[Coordinate annotation entries]
-- BEGIN --

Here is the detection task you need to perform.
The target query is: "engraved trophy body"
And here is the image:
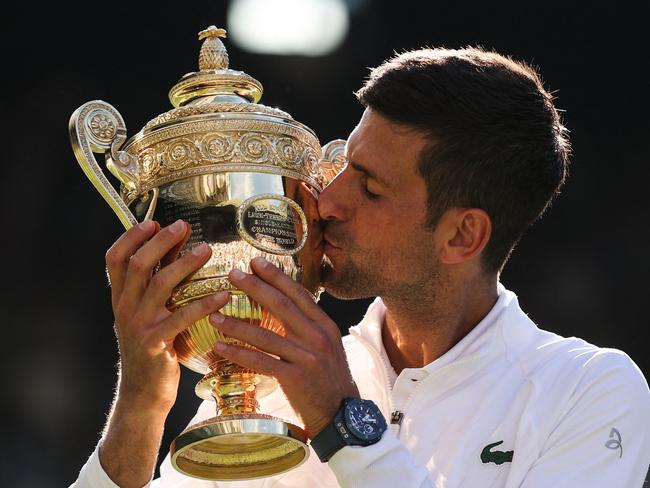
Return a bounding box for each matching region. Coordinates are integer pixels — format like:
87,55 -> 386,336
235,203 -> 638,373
70,26 -> 344,480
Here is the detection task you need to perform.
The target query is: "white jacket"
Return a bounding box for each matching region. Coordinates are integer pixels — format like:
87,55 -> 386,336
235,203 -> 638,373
72,286 -> 650,488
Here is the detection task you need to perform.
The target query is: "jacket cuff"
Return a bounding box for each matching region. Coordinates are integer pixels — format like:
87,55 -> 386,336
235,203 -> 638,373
70,444 -> 151,488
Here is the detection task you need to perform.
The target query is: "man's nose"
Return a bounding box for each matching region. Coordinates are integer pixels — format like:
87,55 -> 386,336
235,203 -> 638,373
318,171 -> 346,220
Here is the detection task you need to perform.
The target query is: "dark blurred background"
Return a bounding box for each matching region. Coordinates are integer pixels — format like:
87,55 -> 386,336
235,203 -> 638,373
0,0 -> 650,488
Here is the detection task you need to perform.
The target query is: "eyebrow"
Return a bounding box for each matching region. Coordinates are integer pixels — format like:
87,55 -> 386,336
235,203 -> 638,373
348,161 -> 390,188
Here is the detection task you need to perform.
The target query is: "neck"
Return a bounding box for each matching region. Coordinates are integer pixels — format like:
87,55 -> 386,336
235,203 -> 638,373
382,279 -> 497,374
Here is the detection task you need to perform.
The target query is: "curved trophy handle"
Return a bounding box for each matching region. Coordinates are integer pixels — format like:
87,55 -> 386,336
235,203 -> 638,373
68,100 -> 139,229
318,139 -> 348,188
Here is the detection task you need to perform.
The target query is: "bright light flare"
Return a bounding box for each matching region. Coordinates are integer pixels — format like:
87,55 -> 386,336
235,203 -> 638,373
228,0 -> 350,56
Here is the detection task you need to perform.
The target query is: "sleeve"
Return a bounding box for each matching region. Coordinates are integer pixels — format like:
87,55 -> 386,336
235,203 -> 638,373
69,444 -> 155,488
518,349 -> 650,488
329,431 -> 438,488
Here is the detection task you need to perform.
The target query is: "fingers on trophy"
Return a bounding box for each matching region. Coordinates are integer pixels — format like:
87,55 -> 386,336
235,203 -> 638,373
69,26 -> 345,480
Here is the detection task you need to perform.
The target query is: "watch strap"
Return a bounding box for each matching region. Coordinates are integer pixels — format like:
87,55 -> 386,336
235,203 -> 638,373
310,415 -> 347,463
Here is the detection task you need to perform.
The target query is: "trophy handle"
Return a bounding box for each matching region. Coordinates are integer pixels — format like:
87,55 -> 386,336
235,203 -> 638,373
68,100 -> 139,230
318,139 -> 348,188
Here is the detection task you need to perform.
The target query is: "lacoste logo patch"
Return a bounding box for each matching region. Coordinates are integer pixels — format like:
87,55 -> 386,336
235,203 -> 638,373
481,441 -> 515,464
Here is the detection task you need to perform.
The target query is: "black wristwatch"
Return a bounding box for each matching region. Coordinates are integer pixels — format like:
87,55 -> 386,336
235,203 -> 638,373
311,398 -> 386,463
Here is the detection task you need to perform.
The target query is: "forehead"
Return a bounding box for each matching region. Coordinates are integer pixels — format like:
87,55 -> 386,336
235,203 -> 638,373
346,108 -> 428,186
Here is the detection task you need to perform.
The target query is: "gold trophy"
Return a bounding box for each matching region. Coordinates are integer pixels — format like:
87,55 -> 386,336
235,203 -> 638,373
70,26 -> 345,480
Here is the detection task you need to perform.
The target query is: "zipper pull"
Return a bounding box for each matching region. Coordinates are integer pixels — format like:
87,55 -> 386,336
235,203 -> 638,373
390,410 -> 404,425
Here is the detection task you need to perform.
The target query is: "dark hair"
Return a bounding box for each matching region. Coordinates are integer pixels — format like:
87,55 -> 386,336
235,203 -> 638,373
356,47 -> 570,272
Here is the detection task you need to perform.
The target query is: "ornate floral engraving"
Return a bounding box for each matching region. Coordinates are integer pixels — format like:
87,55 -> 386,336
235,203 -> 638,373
87,110 -> 117,141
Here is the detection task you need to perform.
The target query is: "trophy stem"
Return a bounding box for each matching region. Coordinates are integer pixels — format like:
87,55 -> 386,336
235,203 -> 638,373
211,373 -> 259,417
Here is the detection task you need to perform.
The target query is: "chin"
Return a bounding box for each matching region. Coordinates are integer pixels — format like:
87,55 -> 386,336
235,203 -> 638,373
321,259 -> 377,300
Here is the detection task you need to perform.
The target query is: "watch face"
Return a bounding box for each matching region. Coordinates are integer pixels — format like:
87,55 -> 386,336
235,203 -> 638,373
345,399 -> 386,441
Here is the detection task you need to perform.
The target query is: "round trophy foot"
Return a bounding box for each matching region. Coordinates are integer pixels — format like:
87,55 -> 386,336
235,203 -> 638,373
170,413 -> 309,481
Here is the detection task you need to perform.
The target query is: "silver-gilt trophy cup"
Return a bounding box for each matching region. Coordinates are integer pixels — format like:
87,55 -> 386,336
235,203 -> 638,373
70,26 -> 344,480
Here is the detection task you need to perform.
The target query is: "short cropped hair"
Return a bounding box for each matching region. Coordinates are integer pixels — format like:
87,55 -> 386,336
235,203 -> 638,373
356,47 -> 570,273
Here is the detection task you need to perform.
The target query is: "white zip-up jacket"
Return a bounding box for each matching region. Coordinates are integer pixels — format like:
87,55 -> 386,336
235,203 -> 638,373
72,286 -> 650,488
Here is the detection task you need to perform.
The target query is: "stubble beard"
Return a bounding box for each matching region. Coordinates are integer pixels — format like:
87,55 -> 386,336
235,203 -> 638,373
321,256 -> 381,300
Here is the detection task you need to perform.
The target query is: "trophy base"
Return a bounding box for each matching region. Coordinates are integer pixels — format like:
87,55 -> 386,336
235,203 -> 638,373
170,413 -> 309,481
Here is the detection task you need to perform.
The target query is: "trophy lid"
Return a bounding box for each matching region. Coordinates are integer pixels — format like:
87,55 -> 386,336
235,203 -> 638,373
169,25 -> 263,107
108,26 -> 323,202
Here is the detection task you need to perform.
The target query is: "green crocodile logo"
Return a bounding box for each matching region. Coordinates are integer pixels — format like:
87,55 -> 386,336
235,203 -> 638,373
481,441 -> 515,464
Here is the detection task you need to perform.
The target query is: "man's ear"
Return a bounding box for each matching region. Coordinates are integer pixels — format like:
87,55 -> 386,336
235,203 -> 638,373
437,208 -> 492,264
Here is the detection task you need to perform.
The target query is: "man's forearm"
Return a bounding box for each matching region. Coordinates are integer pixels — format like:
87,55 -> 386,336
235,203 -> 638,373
99,397 -> 168,488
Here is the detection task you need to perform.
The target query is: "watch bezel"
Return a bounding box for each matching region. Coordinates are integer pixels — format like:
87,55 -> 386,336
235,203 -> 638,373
343,398 -> 387,444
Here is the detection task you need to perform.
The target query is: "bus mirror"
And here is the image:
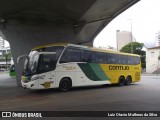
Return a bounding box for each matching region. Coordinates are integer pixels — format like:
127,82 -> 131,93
33,52 -> 56,58
17,55 -> 28,63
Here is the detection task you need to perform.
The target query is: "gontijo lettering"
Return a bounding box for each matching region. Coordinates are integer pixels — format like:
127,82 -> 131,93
109,65 -> 129,70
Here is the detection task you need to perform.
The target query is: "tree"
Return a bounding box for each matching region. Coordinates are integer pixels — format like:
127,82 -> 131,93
120,42 -> 146,68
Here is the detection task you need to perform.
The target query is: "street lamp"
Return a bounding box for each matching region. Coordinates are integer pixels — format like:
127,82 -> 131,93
127,19 -> 133,53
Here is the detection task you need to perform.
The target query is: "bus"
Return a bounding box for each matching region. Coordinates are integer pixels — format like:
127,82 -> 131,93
17,43 -> 141,91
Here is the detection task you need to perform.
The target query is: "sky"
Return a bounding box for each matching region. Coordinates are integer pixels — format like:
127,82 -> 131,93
94,0 -> 160,48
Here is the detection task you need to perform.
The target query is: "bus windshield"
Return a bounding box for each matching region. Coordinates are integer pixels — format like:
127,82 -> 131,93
23,46 -> 64,76
23,51 -> 39,75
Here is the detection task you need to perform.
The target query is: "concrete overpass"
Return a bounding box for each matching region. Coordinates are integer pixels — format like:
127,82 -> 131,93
0,0 -> 139,85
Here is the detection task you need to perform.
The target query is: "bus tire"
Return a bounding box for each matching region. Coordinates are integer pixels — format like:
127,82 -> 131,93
125,76 -> 132,85
59,78 -> 72,92
118,76 -> 125,86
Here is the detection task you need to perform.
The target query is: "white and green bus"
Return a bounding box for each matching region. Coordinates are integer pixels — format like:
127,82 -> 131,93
18,43 -> 141,91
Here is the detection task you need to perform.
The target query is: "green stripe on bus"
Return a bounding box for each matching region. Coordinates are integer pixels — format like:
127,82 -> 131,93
89,63 -> 109,80
78,63 -> 101,81
78,63 -> 109,81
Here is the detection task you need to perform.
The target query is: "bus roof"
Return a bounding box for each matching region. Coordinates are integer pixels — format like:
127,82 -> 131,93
32,42 -> 140,56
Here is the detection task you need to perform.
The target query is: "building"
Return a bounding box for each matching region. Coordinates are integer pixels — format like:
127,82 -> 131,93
116,30 -> 136,51
146,46 -> 160,73
0,37 -> 5,48
155,31 -> 160,46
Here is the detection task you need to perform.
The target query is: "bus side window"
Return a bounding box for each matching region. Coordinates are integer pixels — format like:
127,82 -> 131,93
81,50 -> 91,63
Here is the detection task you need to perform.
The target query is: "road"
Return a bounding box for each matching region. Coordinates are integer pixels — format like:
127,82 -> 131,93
0,71 -> 160,119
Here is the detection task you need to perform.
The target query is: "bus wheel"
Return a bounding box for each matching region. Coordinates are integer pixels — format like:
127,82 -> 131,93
125,76 -> 132,85
59,78 -> 72,92
118,76 -> 125,86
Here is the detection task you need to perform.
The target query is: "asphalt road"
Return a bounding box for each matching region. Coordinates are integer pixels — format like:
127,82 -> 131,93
0,73 -> 160,119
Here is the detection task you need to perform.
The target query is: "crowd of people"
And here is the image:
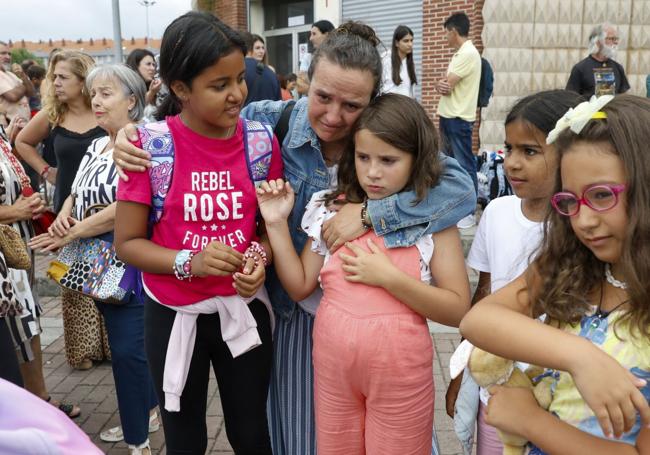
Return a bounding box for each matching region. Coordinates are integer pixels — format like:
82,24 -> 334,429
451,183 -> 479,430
0,7 -> 650,455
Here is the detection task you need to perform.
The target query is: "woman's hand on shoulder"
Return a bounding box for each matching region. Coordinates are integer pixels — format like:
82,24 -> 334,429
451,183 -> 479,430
257,179 -> 295,228
192,242 -> 244,277
339,239 -> 400,287
569,340 -> 650,437
113,123 -> 151,182
485,386 -> 546,439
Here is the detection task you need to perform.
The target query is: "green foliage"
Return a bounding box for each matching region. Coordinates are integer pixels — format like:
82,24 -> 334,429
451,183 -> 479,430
11,48 -> 43,65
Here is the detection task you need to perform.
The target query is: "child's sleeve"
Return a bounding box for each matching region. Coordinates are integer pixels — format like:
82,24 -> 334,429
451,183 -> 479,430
466,206 -> 490,273
268,135 -> 284,180
300,190 -> 335,256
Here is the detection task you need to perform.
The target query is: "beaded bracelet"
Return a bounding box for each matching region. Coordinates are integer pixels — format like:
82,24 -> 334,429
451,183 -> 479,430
244,242 -> 269,267
173,250 -> 196,281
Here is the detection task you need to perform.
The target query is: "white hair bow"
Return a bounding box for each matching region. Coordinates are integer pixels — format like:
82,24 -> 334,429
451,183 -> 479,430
546,95 -> 614,144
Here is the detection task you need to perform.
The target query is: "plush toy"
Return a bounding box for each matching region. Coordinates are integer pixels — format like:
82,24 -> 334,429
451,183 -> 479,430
450,340 -> 551,455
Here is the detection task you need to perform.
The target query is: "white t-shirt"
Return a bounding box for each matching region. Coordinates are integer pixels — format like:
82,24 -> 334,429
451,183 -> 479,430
467,196 -> 543,292
381,52 -> 413,98
71,136 -> 119,220
467,196 -> 544,405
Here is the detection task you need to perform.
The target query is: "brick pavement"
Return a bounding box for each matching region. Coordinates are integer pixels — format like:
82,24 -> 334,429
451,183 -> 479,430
36,248 -> 470,455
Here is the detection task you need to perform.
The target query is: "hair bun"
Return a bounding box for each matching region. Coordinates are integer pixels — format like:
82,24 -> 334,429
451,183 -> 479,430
333,21 -> 381,47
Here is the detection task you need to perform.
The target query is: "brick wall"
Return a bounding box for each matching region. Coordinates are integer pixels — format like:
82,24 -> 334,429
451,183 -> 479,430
422,0 -> 485,150
214,0 -> 248,30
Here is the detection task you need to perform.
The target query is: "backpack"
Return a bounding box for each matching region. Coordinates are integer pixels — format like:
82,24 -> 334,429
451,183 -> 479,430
138,119 -> 273,226
477,151 -> 513,208
476,57 -> 494,107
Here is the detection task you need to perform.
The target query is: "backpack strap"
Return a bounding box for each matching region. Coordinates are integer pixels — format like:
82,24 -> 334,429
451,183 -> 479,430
244,119 -> 273,186
138,120 -> 174,224
273,101 -> 296,147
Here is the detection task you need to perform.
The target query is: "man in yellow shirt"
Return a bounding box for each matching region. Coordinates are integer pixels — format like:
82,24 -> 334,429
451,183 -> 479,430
436,13 -> 481,228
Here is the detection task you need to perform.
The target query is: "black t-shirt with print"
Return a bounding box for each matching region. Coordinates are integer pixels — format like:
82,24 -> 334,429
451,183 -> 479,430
566,55 -> 630,98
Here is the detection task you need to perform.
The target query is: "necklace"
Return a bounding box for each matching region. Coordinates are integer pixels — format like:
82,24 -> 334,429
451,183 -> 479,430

-- END --

◆ What is being asked:
Swap "target query" for "search phrase" in the stretch from the start of the lines through the line containing "228,0 -> 350,56", changing nothing else. Omit the pictures from your answer.

◆ Answer to the task:
Here is the detection task you need to perform.
The search phrase is: "engraved trophy body"
And here is the image:
Return a bounding box for each matching region. Coordinates are integer pixels — format like:
87,55 -> 386,336
235,203 -> 638,373
70,26 -> 344,480
Here is the detection task you need to perform.
The search phrase is: "white jacket"
Return a bounding box for each matching region. Coordinates are integer pixels — format like:
87,55 -> 386,336
235,203 -> 638,373
72,286 -> 650,488
Here is the detection task you need to perform.
The search phrase is: "jacket cuff"
Return a bounding box for each matching region. Coordinates are integer pixels — format like:
87,55 -> 386,336
235,203 -> 638,373
70,444 -> 151,488
Here is the detection task you need to perform.
The search phrase is: "man's nose"
Return a bounding box for each matching region. Coordinates are integer pixels — format like:
87,55 -> 386,336
235,203 -> 638,373
318,171 -> 346,220
Here is the detection task you need to perform.
The search phrase is: "dark blurred background"
Return a bounding box for each matching region. Coordinates are integer pixels — format like:
87,55 -> 386,336
235,203 -> 638,373
0,0 -> 650,488
Here is the detection task you need to perform.
The search phrase is: "eyebrow"
Return a bounding box for each matching region. Coordinates are integer pixels — format like:
87,55 -> 386,336
235,203 -> 638,373
348,161 -> 390,188
Here is the detection task you need to perform.
The search phrase is: "neck"
Return a bounding box for each matching region. Coordinates are integer pixels — format like:
87,55 -> 386,336
235,203 -> 638,373
382,279 -> 497,374
Here is the detection task you need to perform.
The search phrase is: "curved trophy handle"
Return a bounding box for each matching region. Coordinates are integer pixels — format like:
87,55 -> 386,336
235,203 -> 638,373
68,100 -> 139,229
318,139 -> 348,188
Here is the detection task you need to perform.
The search phrase is: "bright light flare"
Return a bounding box for each matching region. Coordinates are integer pixels — format like:
87,55 -> 386,336
235,203 -> 638,373
228,0 -> 350,56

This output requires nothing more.